- Your goal -
All records are to be retyped faithfully and completely.

- Entries taken from a collection -
*** Block opens ***

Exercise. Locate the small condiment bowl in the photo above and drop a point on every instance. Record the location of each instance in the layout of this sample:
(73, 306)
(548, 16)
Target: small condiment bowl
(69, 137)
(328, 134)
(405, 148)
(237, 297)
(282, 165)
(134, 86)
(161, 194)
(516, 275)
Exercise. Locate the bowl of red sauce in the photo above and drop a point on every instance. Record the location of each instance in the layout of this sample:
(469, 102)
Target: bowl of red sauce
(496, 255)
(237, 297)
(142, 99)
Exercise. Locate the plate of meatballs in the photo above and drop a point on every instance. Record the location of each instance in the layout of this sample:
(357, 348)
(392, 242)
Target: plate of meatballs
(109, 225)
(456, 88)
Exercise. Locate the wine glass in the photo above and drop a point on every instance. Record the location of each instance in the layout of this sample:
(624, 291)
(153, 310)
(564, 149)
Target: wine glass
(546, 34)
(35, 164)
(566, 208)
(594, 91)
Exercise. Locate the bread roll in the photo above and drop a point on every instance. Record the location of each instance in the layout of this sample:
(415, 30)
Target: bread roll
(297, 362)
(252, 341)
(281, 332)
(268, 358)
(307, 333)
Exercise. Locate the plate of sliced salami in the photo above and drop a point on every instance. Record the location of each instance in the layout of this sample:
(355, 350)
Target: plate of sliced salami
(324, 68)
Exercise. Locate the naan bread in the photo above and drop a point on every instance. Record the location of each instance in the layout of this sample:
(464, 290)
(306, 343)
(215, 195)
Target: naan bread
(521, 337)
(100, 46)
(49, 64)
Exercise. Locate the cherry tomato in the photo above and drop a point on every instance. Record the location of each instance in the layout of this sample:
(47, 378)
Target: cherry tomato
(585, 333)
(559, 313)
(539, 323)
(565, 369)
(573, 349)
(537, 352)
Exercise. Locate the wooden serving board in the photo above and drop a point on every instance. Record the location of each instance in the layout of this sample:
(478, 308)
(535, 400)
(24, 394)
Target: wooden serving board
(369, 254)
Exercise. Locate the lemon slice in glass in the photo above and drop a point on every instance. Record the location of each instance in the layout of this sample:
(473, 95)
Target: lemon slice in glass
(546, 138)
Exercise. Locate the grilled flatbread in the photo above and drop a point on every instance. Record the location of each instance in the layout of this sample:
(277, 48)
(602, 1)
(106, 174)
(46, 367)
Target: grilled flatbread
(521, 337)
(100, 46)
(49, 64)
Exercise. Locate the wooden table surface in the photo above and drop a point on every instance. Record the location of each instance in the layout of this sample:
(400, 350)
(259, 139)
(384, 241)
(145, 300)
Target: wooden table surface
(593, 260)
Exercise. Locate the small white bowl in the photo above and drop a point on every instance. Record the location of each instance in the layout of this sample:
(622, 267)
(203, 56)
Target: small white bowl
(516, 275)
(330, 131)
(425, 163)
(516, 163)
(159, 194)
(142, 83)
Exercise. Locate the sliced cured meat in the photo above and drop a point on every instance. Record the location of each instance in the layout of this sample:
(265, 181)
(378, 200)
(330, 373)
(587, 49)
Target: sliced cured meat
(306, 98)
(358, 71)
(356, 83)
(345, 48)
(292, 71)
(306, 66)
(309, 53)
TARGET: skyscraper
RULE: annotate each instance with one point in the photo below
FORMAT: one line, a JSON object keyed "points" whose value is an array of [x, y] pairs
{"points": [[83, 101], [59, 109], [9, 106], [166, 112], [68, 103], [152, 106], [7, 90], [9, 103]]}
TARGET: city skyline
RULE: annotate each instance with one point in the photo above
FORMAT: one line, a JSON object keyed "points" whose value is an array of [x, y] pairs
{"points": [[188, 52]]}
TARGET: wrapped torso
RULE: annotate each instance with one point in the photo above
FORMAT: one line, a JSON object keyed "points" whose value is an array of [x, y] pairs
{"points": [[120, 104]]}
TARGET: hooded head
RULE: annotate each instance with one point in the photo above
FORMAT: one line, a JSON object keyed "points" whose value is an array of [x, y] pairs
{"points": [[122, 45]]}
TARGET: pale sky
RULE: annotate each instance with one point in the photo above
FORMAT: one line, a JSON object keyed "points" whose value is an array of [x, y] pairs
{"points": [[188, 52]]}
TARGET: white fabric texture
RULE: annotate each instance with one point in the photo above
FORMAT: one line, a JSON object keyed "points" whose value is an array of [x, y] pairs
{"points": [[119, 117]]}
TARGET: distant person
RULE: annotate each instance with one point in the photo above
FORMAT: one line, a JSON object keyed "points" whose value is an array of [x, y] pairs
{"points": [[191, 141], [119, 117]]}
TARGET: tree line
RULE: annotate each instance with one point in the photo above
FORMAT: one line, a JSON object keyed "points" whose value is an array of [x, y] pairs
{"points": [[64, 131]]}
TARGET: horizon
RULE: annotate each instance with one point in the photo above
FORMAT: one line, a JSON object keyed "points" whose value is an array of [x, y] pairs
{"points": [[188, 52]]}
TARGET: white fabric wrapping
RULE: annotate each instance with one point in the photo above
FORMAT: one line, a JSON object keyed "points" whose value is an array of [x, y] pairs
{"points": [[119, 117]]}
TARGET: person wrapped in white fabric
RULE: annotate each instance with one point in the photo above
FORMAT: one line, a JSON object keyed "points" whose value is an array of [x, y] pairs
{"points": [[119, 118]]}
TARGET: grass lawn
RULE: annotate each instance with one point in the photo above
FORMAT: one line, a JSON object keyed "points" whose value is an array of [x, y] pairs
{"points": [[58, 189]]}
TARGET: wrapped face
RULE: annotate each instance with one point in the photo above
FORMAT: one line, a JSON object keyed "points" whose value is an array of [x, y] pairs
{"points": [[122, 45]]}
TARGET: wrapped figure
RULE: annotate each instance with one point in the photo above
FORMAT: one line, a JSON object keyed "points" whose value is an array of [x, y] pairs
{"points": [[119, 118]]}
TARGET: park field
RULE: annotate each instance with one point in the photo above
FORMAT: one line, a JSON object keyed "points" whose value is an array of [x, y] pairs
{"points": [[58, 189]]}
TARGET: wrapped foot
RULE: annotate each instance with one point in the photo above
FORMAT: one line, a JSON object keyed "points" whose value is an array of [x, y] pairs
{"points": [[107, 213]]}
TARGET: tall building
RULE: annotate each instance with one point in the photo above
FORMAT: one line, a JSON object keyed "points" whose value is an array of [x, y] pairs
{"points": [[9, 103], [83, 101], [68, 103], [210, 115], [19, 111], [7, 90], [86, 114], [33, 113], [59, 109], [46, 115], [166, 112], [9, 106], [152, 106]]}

*** Block closes ***

- Expected output -
Exercise. Locate the small condiment bowl in the photo above and drop a point on every instance. Record the location of each instance in the layout of this sample:
(73, 306)
(548, 16)
Target: small condiment bowl
(69, 137)
(328, 134)
(405, 148)
(237, 297)
(282, 165)
(134, 86)
(161, 194)
(516, 275)
Exercise. Locate the bowl of red sauce in the photo above and drop a point on every instance. Record the location of each instance in the layout of this sample:
(469, 102)
Target: bowl of red sauce
(496, 255)
(237, 297)
(142, 99)
Exercise. Locate the plate of meatballs in the photo above and drop a point on every instance. Record the location of each instance in the layout of this sample:
(357, 348)
(392, 242)
Target: plate of meatballs
(109, 225)
(456, 88)
Exercise. Locate the wine glass in the photo above and drop a point on every instance. Record the location of each instance in the layout of this sample:
(624, 291)
(153, 310)
(564, 149)
Target: wine glass
(546, 34)
(35, 164)
(566, 208)
(594, 91)
Exercise. Locate the bread roll in the photo above and drop a point on every instance. Record the location of each instance in the layout of this sample:
(415, 30)
Target: bread roll
(297, 362)
(252, 341)
(281, 332)
(268, 358)
(307, 333)
Exercise. Locate the plate of sliced salami in the photo above and drop a point on every instance. Record the location of each instance in the layout of this sample:
(355, 350)
Target: plate of sliced salami
(324, 68)
Exercise. Locate the naan bread in the photo above and drop a point on every instance. Record the location of each instance in the layout of this sample:
(464, 290)
(306, 343)
(215, 195)
Target: naan bread
(521, 337)
(100, 46)
(49, 64)
Exercise. Locate the cherry tomato in the photo above and drop a point on every instance. Record the location of each instance in the layout of this sample:
(47, 378)
Target: cherry tomato
(585, 333)
(559, 313)
(539, 323)
(565, 369)
(573, 349)
(537, 352)
Exercise. Locate the wooden serving board in the photo above and drop a point on every instance. Record the location of each instance in the layout of this sample:
(478, 308)
(535, 400)
(24, 394)
Target: wooden serving board
(369, 254)
Exercise. Locate the lemon slice in glass in the photo above and drop a point on every instance. Record the location of each instance in the layout of this sample:
(473, 95)
Target: lemon slice in glass
(546, 138)
Exercise. Locate the grilled flatbread in the photo above and drop a point on every instance. Record the location of each instance in the layout of this sample:
(277, 48)
(602, 1)
(106, 174)
(46, 367)
Target: grilled flatbread
(521, 337)
(100, 46)
(49, 64)
Exercise. Locate the wooden table surface in the photo above and drop a point on every instance. Record the location of each instance in the layout of this sample:
(400, 350)
(259, 139)
(384, 241)
(145, 300)
Target: wooden table surface
(593, 260)
Exercise. Locate the small white bowl in the photo above and drop a point on every instance. Record the location of each instance in the layout of this sample:
(622, 267)
(203, 56)
Target: small white bowl
(516, 275)
(330, 131)
(425, 163)
(516, 163)
(159, 194)
(142, 83)
Exercise. Locate the sliced cured meat in the photo above and drop a point on every instance. Record the location of each instance in the layout of this sample:
(265, 181)
(378, 200)
(330, 373)
(587, 49)
Target: sliced cured meat
(306, 98)
(358, 71)
(356, 83)
(345, 48)
(292, 71)
(306, 66)
(309, 53)
TARGET: skyscraper
RULE: annotate each instance with one point in the photo below
FORMAT: one line, a JSON object keyed "points" whose value is an array of [x, y] pairs
{"points": [[83, 101], [59, 109], [9, 106], [166, 112], [68, 103], [152, 106], [7, 90], [9, 103]]}
TARGET: city skyline
RULE: annotate each instance with one point in the photo above
FORMAT: one line, a JSON object keyed "points" whose value is an array of [x, y] pairs
{"points": [[188, 52]]}
TARGET: wrapped torso
RULE: annotate each instance with one point in the photo above
FORMAT: one line, a JSON object keyed "points" whose value is an array of [x, y] pairs
{"points": [[120, 104]]}
TARGET: hooded head
RULE: annotate each instance with one point in the photo above
FORMAT: one line, a JSON object keyed "points" whose value is an array of [x, y] pairs
{"points": [[122, 45]]}
TARGET: pale sky
RULE: annotate each instance with one point in the photo above
FORMAT: one line, a JSON object keyed "points" whose value is an array of [x, y] pairs
{"points": [[188, 52]]}
TARGET: white fabric texture
RULE: annotate each instance with one point in the photo above
FORMAT: one line, a JSON object keyed "points" whose value is an array of [x, y] pairs
{"points": [[119, 117]]}
TARGET: distant person
RULE: annotate each instance with one point in the photo above
FORMAT: one line, a JSON object keyed "points" whose value is an array of [x, y] pairs
{"points": [[191, 141], [119, 117]]}
TARGET: tree line
RULE: annotate each instance with one point in the photo above
FORMAT: one line, a JSON object keyed "points" whose value is an array of [x, y] pairs
{"points": [[64, 131]]}
TARGET: horizon
RULE: annotate each instance with one point in the photo above
FORMAT: one line, a JSON object keyed "points" whose value is an array of [x, y] pairs
{"points": [[188, 52]]}
TARGET: white fabric wrapping
RULE: annotate each instance with one point in the photo above
FORMAT: one line, a JSON object keyed "points" whose value is an array of [x, y] pairs
{"points": [[119, 117]]}
TARGET: person wrapped in white fabric
RULE: annotate each instance with one point in the photo above
FORMAT: one line, a JSON object keyed "points" whose value is an array of [x, y] pairs
{"points": [[119, 118]]}
TARGET: grass lawn
RULE: annotate each instance with one point in the photo above
FORMAT: one line, a JSON object keyed "points" whose value is an array of [x, y] pairs
{"points": [[58, 189]]}
TARGET: wrapped face
RULE: annotate each instance with one point in the photo above
FORMAT: one line, a JSON object keyed "points" whose value is an array of [x, y] pairs
{"points": [[122, 45]]}
TARGET: wrapped figure
RULE: annotate each instance with one point in the photo above
FORMAT: one line, a JSON object keyed "points" whose value is an array of [x, y] pairs
{"points": [[119, 118]]}
TARGET: park field
RULE: annotate each instance with one point in the photo above
FORMAT: one line, a JSON object keyed "points" whose value is an array of [x, y] pairs
{"points": [[58, 189]]}
TARGET: wrapped foot
RULE: annotate each instance with one point in the photo above
FORMAT: one line, a JSON object keyed "points" whose value is an array of [x, y] pairs
{"points": [[107, 213]]}
TARGET: tall building
RULE: annotate each instance with one point in the photo above
FORMAT: one line, a JSON object keyed "points" whose value is an array of [x, y] pairs
{"points": [[9, 103], [83, 101], [68, 103], [210, 115], [19, 111], [7, 90], [86, 114], [33, 113], [59, 109], [46, 115], [166, 112], [9, 106], [152, 106]]}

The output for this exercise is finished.